Understanding Results Structure

Executions vs Test Runs

  • Executions: Individual simulation runs with their specific results
  • Test Runs: Groups of executions bundled together for comparison over time
    • Compare performance across different scenarios
    • Track improvements between iterations
    • Analyze patterns across multiple runs

Reviewing Executions

Execution Details

Each execution provides detailed information about:

  • Timestamp of the run
  • Duration of the conversation
  • Tokens used
  • Input/Output pairs
  • Pass/Fail status
  • Evaluation results

Transcript Review

Review conversations in detail with:

  • Complete conversation transcript
  • Audio playback of the interaction
  • Turn-by-turn message analysis

Performance Metrics

Track important metrics including:

  • Response times
  • Token usage
  • Success rates
  • Evaluation results
  • Overall pass rates

Search Syntax

Use powerful search operators to find specific executions:

String Search:

  • field:value - Contains search (e.g. source:aws, input:hello)

(Pointing dataset records)

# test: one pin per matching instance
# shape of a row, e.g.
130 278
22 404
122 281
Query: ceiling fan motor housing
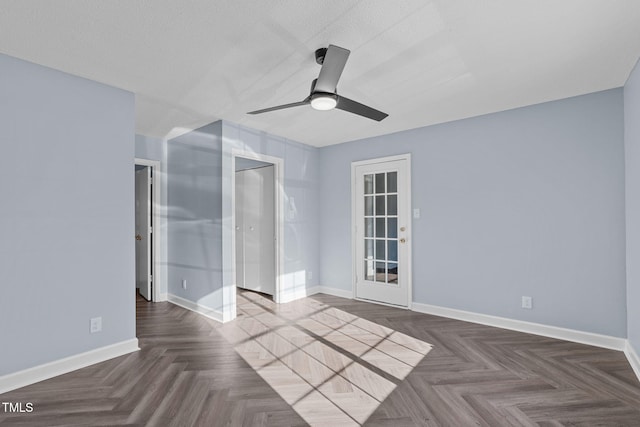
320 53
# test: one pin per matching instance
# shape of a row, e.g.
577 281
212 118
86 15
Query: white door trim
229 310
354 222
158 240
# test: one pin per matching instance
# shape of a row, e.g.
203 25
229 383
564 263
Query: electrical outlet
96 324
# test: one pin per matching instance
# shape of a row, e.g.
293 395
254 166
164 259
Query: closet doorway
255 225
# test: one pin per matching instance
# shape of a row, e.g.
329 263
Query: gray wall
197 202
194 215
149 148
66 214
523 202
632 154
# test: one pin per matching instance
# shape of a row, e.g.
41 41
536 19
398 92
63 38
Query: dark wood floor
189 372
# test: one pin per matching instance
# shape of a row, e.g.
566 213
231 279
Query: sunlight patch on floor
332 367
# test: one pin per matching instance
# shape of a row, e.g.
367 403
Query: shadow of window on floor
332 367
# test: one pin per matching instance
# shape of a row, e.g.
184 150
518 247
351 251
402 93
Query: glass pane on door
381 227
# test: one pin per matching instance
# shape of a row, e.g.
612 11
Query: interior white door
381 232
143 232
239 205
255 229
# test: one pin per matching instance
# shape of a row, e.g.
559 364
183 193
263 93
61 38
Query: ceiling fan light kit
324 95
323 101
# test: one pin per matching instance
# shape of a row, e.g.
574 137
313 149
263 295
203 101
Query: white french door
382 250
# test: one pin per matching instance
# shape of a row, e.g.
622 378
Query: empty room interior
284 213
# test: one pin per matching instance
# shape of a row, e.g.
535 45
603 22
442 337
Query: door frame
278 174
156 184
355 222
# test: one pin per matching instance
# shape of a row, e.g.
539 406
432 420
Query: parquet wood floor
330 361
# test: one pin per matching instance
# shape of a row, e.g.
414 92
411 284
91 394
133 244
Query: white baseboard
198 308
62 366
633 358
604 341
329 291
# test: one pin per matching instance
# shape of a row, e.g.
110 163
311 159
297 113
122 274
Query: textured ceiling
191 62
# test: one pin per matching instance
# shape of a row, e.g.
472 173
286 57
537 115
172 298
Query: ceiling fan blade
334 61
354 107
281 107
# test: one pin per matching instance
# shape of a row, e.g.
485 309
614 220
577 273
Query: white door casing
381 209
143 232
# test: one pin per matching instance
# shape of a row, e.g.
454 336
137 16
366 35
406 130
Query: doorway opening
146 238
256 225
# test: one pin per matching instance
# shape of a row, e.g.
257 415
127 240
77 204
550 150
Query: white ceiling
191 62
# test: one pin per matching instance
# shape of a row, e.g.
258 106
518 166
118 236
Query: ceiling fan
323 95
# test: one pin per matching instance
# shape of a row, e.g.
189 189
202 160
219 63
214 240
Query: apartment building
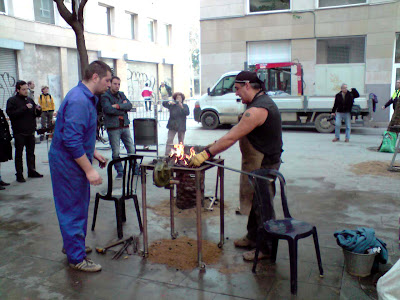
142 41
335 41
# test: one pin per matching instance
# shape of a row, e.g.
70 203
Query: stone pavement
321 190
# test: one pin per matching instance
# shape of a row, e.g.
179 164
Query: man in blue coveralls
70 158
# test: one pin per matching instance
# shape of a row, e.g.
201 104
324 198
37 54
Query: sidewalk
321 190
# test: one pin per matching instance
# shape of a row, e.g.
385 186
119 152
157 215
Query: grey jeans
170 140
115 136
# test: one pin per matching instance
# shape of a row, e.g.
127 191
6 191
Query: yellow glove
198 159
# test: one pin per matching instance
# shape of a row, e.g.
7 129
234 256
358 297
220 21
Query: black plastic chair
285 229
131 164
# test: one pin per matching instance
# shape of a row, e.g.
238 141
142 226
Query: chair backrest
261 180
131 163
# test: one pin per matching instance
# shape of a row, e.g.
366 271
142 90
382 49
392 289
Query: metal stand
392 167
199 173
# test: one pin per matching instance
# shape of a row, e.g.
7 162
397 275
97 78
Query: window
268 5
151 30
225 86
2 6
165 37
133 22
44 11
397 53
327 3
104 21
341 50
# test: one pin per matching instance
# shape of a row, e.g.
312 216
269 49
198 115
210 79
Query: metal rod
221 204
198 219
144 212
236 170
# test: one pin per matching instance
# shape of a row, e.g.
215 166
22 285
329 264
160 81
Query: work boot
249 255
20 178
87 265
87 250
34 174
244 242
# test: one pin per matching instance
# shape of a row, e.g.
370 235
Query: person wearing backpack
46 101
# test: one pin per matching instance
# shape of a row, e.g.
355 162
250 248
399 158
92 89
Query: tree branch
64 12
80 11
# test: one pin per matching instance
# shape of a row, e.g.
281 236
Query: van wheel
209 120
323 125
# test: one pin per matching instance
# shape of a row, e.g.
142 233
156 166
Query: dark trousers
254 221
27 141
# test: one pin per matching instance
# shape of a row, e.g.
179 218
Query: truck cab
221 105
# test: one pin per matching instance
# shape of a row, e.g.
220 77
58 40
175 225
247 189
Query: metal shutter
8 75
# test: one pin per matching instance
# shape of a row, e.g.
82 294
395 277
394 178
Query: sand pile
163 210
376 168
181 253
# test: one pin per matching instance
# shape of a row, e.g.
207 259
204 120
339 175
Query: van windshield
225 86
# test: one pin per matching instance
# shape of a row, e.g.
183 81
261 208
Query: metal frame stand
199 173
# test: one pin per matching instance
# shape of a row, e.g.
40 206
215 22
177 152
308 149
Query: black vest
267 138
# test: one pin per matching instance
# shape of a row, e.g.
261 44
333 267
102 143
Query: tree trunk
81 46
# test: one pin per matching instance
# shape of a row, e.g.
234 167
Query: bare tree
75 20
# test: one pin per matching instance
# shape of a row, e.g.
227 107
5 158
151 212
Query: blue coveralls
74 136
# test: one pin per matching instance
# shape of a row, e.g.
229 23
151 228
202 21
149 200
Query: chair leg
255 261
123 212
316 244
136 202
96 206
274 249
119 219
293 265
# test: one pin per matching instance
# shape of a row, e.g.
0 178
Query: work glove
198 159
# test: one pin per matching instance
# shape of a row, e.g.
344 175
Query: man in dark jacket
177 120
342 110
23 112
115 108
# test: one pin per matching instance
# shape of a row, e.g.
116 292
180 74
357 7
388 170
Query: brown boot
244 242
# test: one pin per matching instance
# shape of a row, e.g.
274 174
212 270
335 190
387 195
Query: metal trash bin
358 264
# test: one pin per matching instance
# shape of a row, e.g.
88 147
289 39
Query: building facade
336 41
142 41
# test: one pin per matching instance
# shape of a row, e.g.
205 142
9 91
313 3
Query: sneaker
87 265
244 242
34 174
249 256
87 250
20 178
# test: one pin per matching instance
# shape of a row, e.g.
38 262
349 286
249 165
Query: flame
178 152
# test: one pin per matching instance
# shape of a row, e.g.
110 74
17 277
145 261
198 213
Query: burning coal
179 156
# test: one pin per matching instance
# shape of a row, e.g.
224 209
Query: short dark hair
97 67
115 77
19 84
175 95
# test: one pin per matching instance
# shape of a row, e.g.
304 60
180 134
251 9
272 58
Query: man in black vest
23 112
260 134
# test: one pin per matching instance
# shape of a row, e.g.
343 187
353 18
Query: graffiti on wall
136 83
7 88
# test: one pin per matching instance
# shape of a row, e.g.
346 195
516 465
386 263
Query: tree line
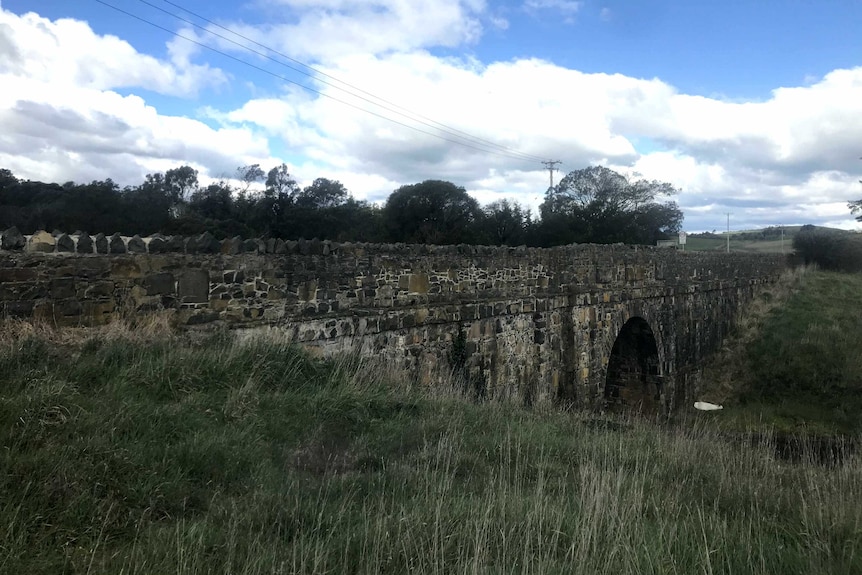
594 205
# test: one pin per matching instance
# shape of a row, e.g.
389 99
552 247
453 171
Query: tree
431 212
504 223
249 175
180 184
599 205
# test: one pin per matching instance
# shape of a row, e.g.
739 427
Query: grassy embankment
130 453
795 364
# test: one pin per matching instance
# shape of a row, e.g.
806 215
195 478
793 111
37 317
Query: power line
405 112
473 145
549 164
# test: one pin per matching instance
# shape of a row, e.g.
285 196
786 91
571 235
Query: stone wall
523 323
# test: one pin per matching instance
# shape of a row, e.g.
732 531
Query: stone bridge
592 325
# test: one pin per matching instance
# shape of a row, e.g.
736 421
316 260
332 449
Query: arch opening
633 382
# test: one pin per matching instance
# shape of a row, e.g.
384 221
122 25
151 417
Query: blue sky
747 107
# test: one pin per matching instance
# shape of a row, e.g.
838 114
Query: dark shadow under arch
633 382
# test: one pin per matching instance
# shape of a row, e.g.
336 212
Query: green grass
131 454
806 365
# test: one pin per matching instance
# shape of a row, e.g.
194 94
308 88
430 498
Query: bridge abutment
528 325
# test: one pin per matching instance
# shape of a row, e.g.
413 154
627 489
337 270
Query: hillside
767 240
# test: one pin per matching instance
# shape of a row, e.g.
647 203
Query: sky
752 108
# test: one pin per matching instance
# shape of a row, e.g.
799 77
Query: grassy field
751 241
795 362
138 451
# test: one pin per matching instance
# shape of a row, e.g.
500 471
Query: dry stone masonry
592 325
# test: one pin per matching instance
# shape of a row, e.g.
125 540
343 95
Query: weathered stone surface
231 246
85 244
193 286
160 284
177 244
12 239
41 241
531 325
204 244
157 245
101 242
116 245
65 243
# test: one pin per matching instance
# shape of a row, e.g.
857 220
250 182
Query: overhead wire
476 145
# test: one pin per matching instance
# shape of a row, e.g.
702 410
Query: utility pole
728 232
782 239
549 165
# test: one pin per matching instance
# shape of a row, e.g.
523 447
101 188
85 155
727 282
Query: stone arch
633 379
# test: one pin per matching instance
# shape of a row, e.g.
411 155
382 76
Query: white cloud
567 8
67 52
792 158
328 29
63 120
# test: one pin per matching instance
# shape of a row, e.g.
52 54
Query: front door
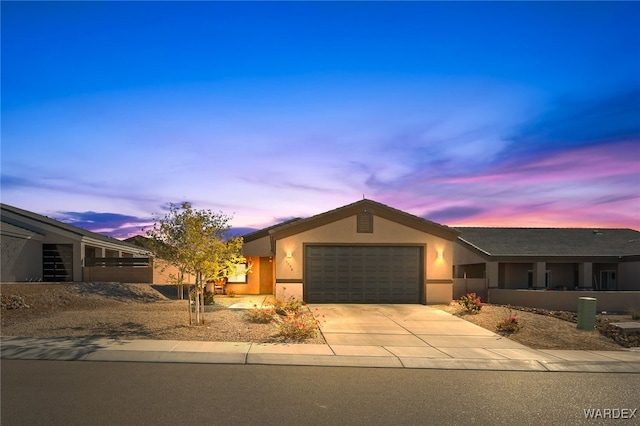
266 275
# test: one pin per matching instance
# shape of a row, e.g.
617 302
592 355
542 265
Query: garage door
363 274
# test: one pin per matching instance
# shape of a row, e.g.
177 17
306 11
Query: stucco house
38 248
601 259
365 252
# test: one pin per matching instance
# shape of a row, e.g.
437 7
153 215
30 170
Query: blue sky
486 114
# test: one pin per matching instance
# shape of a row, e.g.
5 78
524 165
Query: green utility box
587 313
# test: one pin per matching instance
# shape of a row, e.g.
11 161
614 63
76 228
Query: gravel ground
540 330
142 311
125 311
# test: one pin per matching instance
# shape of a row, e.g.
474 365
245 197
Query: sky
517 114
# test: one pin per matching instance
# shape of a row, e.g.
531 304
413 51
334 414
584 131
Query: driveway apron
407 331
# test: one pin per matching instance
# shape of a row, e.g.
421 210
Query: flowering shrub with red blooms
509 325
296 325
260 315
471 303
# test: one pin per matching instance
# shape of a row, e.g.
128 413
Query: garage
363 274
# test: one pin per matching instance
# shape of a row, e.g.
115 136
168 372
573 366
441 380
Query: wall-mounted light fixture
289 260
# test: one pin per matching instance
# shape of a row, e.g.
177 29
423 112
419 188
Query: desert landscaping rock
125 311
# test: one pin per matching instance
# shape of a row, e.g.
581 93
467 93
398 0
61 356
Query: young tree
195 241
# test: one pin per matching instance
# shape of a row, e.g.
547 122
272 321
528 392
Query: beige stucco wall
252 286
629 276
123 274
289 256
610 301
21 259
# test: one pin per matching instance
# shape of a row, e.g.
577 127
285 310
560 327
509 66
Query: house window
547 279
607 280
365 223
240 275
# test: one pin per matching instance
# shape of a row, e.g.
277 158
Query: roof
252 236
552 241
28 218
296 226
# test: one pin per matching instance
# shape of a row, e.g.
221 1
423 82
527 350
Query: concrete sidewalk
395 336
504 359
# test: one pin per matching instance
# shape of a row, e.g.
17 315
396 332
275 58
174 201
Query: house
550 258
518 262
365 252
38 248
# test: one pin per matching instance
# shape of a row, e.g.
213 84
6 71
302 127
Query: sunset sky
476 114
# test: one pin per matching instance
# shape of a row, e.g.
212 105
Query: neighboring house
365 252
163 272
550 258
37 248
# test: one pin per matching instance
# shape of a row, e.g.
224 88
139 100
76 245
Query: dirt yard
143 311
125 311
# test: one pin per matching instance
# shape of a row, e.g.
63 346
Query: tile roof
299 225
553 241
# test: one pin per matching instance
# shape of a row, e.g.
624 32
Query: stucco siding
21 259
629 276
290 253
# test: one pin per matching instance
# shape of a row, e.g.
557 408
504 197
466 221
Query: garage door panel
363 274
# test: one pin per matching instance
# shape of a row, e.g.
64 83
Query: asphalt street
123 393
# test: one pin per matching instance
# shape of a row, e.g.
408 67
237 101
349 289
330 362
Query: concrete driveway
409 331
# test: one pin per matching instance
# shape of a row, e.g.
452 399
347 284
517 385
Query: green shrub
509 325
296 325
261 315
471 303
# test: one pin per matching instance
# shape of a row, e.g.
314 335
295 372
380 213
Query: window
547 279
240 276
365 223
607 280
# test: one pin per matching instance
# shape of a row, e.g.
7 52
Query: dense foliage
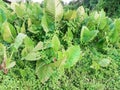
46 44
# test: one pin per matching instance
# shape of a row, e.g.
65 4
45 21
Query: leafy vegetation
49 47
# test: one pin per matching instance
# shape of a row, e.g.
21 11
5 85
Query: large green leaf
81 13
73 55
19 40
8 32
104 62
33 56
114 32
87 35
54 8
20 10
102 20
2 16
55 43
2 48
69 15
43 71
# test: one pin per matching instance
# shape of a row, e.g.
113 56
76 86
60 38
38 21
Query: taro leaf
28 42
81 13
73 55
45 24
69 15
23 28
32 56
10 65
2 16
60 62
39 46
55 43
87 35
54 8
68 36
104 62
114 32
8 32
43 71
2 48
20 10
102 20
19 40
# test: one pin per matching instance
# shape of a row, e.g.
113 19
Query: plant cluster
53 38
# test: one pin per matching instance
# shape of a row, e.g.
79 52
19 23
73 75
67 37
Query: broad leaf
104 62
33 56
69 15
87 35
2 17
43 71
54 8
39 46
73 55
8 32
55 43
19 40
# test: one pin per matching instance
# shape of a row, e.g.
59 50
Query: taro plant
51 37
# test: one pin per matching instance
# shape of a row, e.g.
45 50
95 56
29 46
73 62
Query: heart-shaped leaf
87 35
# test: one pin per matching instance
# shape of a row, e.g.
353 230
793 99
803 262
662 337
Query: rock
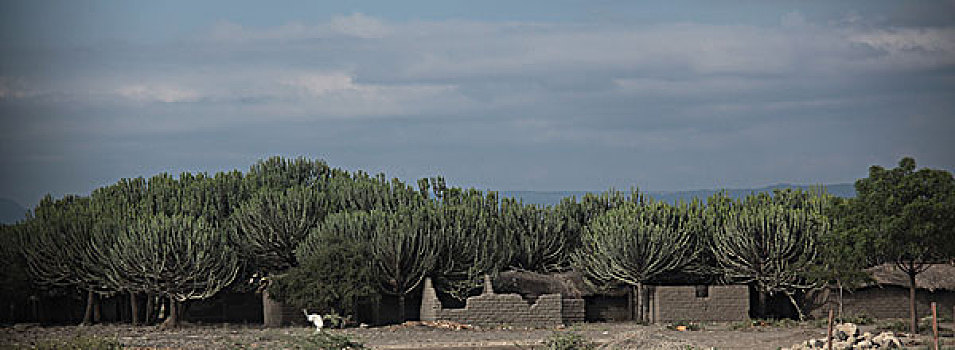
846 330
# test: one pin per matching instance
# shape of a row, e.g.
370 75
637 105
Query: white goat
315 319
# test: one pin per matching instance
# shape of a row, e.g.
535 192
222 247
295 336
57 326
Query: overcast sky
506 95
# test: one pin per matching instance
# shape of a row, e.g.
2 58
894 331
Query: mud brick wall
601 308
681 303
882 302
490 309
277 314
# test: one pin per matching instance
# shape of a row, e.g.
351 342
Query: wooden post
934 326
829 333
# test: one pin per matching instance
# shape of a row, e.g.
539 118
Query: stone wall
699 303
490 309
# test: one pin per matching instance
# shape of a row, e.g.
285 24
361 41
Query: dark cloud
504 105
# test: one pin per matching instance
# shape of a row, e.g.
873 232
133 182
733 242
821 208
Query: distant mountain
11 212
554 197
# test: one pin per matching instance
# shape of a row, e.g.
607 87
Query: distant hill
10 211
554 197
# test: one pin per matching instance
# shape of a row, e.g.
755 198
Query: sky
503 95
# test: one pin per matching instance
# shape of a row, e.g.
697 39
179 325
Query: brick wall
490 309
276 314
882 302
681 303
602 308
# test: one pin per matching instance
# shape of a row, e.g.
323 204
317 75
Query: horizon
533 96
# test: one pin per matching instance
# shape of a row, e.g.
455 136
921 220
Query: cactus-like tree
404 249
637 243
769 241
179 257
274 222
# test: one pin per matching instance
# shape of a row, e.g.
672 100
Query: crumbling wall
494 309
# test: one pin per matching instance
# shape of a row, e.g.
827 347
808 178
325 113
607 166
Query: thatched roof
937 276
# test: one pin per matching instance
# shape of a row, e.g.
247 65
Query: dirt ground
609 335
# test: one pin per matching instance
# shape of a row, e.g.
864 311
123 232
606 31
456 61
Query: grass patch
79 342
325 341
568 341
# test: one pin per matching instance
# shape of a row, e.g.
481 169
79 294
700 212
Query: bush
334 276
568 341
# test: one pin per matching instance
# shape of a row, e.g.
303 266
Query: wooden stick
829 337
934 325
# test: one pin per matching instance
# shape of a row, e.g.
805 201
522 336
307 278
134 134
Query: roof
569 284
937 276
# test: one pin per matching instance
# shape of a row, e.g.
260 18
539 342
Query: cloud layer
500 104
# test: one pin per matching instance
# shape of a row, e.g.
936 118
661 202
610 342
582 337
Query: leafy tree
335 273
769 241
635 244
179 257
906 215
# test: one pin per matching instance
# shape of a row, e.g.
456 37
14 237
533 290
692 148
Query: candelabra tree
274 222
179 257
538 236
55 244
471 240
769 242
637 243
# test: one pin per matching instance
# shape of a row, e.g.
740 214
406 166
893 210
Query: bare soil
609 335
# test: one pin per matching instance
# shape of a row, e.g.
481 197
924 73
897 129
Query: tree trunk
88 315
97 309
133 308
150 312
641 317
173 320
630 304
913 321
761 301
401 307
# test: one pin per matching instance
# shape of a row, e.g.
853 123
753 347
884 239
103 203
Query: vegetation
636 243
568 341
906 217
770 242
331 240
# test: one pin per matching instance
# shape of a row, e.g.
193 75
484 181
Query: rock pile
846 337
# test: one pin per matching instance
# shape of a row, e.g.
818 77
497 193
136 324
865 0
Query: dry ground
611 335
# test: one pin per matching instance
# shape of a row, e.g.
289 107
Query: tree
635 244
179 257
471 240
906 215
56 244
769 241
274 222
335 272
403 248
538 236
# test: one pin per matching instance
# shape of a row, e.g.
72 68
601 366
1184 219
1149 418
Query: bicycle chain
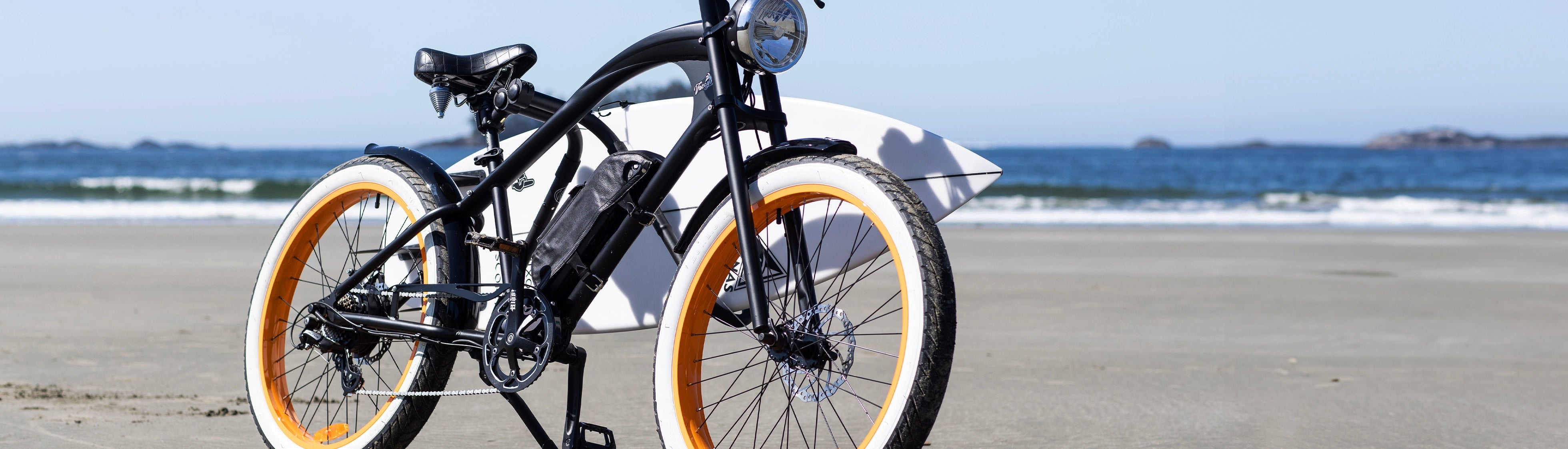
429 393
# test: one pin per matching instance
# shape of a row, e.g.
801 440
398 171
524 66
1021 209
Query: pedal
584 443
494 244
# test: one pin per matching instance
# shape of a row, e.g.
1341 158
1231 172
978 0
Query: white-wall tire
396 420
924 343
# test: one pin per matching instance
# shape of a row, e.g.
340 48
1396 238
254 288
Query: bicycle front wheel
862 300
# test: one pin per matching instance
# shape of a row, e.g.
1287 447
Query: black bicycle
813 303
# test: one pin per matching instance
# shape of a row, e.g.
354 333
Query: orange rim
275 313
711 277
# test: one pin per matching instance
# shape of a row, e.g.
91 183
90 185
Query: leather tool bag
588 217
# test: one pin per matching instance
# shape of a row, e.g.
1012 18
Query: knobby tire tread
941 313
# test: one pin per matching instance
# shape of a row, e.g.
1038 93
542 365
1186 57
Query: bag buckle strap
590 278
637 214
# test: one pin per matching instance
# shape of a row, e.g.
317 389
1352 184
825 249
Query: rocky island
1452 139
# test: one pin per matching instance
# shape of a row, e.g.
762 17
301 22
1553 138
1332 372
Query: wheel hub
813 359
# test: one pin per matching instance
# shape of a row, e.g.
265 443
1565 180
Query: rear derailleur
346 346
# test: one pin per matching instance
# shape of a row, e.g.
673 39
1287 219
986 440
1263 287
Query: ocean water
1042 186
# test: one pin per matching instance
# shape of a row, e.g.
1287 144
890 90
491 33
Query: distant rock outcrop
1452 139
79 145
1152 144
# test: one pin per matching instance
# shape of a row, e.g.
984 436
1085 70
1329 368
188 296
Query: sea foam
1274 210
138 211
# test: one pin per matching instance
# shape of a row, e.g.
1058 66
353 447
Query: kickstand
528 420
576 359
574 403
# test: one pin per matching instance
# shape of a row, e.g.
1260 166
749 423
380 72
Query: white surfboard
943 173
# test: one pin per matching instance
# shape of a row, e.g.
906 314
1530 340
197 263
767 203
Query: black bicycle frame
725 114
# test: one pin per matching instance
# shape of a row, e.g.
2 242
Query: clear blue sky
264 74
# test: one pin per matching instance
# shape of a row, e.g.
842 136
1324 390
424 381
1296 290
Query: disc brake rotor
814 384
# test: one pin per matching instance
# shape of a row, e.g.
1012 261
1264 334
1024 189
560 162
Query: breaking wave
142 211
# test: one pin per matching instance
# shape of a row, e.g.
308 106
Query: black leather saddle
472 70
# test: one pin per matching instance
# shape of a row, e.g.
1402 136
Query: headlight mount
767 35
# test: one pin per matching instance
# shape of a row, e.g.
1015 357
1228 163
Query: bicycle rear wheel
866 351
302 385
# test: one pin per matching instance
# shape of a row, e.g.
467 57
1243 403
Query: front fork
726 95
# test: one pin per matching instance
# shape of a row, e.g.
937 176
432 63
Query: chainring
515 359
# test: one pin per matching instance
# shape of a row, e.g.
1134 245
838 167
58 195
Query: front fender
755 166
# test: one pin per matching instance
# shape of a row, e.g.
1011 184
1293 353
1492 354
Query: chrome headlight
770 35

▸ Things to do
A. Summarize the results documentation in two sentences.
B. In the results documentation, what kind of search does the field:value operator perform?
C. Extend the results documentation onward from its final line.

▸ Answers by task
A. Executions are individual simulation runs with their own results, while test runs group executions together for comparison over time. Each execution records details such as timestamp, duration, tokens used, input/output pairs, pass/fail status, and evaluation results, and conversations can be reviewed through complete transcripts, audio playback, and turn-by-turn message analysis.

B. A contains search.

C.
  • field!:value - Not contains search (e.g. source!:aws)
  • field=value - Exact match (e.g. source=aws)
  • field!=value - Not equals (e.g. source!=aws)
  • field is:empty - Check for empty values

Numeric Search:

  • duration>100 - Greater than
  • duration<500 - Less than
  • duration>=100 - Greater than or equal
  • duration<=500 - Less than or equal
  • duration=100 - Exact match

Free Text Search:

  • Simple text search (e.g. hello) - Searches across all text fields
  • Use AND to combine terms (e.g. hello AND world)
  • Use OR for alternatives (e.g. hello OR world)
  • Use parentheses for grouping (e.g. (hello OR world) AND test)

Combining Searches:

  • Mix and match different operators (e.g. source:aws AND environment=prod)
  • Use parentheses for complex queries (e.g. (duration>100 OR duration<=50) AND environment=prod)
  • Combine free text with specific field searches (e.g. hello AND source:aws)

Quoted Strings:

  • Use quotes for multi-word values (e.g. source:"aws lambda")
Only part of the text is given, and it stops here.